■ **Work to complete**: According to the article on When They See Us below, why would Kandiss Edwards not watch the film right away? Answer in one to three sentences.

** Opening Excerpt block **

Apparently, no one was ready for Ava DuVernay’s recent series, When They See Us. Across social media, discourse about the movie ranges from whether or not people would tune in at all to how weighty and emotionally stirring it was to watch. Judge Greg Mathis posted a disturbingly tearful picture on Facebook expressing his angst about the film:

when they see us

An extremely angry Twitter user tweeted their reaction upon watching:

And Kandiss Edwards, a Georgia educator, told BLACK ENTERPRISE that post-traumatic syndrome is why she wouldn’t watch the film immediately:

I knew the Kalief Browder story before I watched the documentary about his suicide. What I didn’t realize was how the story would cling to the marrow of my bones and stay with me. Kalief’s story gave me anxiety for weeks after watching. I’m determined to be more careful this time around with When They See Us. I will watch the movie, but first I have to make sure I am emotionally prepared.

BE‘s own Alfred Edmond penned an op-ed on why he may never watch stating, “I’ve reached a stage of my life where I do my best to avoid unnecessarily re-traumatizing experiences.”

The film gives a nuclear lens into the lives of Yusef Salaam, Antron McCray, Raymond Santana, Korey Wise, and Kevin Richardson, who are widely known as “The Central Park Five,” and the hell they experienced as young teens wrongfully accused and convicted of assaulting, raping, and sodomizing a white woman jogger, in New York City in 1989.

** Closing Excerpt block **
** Opening Record extracts block **

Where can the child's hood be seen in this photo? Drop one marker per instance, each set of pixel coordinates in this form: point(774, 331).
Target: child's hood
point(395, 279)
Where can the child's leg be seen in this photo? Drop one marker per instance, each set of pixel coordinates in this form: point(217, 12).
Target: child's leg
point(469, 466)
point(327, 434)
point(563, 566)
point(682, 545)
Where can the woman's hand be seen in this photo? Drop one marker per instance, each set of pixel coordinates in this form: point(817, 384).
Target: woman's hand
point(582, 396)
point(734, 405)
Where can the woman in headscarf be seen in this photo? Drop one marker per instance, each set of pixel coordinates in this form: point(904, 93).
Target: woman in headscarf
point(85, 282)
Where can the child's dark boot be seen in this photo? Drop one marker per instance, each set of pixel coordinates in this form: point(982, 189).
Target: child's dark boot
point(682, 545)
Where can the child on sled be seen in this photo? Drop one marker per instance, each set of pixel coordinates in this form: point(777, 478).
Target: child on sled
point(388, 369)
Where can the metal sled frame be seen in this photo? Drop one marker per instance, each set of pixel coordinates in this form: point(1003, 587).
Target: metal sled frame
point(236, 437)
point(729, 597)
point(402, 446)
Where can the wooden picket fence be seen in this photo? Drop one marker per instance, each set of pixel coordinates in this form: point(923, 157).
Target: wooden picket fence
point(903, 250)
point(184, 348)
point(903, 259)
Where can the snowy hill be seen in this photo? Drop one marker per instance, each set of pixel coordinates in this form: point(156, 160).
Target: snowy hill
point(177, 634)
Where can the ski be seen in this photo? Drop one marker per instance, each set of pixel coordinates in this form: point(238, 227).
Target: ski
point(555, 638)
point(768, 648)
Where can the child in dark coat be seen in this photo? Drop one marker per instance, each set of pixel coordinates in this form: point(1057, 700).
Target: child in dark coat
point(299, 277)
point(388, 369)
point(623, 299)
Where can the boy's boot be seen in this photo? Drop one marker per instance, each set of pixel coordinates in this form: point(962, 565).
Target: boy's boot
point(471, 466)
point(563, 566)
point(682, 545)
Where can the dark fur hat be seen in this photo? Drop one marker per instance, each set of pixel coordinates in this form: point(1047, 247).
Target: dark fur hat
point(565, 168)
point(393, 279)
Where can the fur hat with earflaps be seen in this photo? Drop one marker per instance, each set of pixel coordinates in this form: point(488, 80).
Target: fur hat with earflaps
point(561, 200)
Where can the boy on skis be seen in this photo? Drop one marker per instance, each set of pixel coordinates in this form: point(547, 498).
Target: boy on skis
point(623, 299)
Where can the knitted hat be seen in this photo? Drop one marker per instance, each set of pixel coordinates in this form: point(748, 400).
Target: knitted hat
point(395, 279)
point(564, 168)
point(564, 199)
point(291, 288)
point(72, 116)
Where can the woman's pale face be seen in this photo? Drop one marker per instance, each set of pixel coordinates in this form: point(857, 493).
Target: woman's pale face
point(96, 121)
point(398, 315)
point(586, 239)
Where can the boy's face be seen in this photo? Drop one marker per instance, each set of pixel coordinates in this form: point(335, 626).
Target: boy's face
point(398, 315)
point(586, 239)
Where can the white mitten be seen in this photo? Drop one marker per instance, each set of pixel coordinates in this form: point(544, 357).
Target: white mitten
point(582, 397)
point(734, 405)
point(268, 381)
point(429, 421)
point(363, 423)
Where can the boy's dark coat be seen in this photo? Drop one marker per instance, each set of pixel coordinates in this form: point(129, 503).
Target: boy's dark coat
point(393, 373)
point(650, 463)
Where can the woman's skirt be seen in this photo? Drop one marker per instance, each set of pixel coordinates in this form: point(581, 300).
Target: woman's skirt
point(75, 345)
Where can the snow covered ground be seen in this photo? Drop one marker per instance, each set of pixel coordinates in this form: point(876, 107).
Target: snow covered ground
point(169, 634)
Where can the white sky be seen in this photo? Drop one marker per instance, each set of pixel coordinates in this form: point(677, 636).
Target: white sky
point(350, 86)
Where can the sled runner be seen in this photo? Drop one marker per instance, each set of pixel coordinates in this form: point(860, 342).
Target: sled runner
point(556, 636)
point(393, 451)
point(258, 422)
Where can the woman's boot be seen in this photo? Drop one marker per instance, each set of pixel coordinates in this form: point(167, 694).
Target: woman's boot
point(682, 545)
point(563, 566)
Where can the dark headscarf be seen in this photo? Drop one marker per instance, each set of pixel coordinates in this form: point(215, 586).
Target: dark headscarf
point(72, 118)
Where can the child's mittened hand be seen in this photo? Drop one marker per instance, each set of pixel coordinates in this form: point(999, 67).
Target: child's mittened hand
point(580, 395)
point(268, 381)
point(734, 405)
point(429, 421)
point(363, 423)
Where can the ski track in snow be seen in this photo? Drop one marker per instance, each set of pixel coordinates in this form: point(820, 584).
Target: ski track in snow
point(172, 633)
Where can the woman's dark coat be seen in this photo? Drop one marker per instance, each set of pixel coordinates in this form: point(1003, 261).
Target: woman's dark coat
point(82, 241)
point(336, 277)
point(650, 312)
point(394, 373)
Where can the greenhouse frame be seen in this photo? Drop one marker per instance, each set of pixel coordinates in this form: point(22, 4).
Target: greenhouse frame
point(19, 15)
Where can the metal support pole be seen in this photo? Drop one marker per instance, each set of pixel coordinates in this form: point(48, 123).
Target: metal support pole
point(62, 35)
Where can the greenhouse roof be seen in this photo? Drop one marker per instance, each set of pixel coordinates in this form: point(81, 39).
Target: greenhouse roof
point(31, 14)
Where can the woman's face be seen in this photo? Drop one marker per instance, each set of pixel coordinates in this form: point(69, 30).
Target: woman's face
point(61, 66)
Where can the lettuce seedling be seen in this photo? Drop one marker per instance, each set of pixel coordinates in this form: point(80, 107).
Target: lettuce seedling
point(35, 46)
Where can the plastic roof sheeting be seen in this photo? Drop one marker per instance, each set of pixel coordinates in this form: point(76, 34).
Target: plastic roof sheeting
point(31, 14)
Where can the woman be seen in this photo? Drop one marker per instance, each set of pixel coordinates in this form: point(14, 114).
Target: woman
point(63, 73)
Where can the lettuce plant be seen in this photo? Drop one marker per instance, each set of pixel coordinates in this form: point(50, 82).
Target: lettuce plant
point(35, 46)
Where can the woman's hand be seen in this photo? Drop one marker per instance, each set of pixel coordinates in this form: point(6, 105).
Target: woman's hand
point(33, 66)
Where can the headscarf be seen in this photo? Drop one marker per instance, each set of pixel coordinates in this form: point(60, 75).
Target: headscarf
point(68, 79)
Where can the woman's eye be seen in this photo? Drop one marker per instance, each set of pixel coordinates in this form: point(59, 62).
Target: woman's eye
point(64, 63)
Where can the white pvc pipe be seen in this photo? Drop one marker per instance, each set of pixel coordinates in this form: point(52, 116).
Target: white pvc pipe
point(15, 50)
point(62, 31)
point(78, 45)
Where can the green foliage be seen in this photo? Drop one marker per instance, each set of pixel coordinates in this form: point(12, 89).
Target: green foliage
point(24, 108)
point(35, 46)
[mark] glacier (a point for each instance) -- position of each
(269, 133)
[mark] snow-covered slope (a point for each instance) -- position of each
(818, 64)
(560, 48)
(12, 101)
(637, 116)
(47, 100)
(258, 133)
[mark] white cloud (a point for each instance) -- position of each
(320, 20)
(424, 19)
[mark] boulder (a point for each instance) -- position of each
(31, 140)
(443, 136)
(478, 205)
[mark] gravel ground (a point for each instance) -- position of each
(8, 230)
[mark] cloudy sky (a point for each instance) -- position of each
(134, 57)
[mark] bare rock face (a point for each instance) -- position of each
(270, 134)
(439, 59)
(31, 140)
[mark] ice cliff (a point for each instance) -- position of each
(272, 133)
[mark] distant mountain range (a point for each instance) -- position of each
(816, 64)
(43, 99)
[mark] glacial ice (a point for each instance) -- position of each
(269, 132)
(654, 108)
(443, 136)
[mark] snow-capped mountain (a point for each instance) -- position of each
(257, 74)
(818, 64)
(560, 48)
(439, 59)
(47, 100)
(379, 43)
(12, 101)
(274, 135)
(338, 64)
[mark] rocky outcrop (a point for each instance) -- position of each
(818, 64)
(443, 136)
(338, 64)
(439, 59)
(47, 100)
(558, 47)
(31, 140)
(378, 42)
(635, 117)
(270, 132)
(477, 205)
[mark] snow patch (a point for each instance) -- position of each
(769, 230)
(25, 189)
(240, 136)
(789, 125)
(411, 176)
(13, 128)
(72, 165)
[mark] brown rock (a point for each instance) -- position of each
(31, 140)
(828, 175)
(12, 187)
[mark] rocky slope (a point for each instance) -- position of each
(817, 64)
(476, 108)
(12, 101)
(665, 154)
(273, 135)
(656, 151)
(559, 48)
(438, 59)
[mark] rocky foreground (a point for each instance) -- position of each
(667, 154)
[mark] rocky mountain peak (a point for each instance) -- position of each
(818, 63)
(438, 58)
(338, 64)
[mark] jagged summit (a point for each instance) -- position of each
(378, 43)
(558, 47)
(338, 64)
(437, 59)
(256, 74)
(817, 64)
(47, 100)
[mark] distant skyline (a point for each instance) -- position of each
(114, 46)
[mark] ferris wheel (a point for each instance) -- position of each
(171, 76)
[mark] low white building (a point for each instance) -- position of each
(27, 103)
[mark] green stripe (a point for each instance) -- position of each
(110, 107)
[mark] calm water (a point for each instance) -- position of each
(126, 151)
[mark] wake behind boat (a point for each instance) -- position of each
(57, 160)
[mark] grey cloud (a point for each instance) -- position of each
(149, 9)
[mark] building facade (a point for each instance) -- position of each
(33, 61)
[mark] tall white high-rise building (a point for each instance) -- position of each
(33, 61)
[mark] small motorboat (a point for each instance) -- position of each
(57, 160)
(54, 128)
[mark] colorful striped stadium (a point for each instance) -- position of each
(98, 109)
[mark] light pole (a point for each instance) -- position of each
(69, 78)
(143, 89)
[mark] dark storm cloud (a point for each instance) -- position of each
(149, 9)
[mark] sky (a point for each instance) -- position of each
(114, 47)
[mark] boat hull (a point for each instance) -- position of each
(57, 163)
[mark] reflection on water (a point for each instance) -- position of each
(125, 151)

** Closing Record extracts block **

■ **Result of the task**: She cited post-traumatic syndrome. After watching the documentary about Kalief Browder's suicide, his story stayed with her and gave her anxiety for weeks, so she plans to make sure she is emotionally prepared before watching When They See Us.